Exercise task: Copy the items below word for word, from the line containing "Extract grass from" through the line containing "xmin=371 ymin=212 xmax=450 ymax=279", both lines included. Leave out any picture.

Raw records:
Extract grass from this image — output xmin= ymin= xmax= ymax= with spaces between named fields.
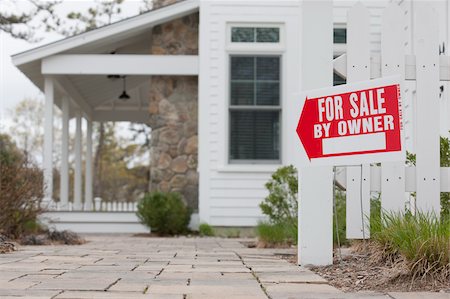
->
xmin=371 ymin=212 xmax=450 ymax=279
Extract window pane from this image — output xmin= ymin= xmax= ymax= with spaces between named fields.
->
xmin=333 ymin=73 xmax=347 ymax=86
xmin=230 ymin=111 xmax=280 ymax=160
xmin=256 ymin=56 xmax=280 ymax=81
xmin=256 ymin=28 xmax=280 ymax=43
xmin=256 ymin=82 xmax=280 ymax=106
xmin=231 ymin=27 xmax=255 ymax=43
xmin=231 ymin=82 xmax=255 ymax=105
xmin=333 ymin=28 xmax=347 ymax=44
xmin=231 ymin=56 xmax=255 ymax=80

* * *

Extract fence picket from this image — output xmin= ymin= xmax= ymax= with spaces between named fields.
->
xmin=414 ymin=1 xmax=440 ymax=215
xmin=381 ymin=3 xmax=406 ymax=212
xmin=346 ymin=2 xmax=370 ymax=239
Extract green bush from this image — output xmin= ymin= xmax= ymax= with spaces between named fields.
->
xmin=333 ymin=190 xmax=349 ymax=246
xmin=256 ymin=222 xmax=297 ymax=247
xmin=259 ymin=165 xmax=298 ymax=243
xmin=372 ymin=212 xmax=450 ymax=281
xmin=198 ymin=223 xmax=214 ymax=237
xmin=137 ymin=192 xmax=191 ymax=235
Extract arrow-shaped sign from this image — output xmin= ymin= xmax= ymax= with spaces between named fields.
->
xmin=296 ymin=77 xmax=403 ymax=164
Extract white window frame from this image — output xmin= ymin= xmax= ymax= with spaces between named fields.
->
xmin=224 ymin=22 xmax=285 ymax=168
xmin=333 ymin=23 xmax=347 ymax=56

Task response:
Extract grass from this image — output xmin= ymin= xmax= ymax= with spaces between named fields.
->
xmin=371 ymin=212 xmax=450 ymax=279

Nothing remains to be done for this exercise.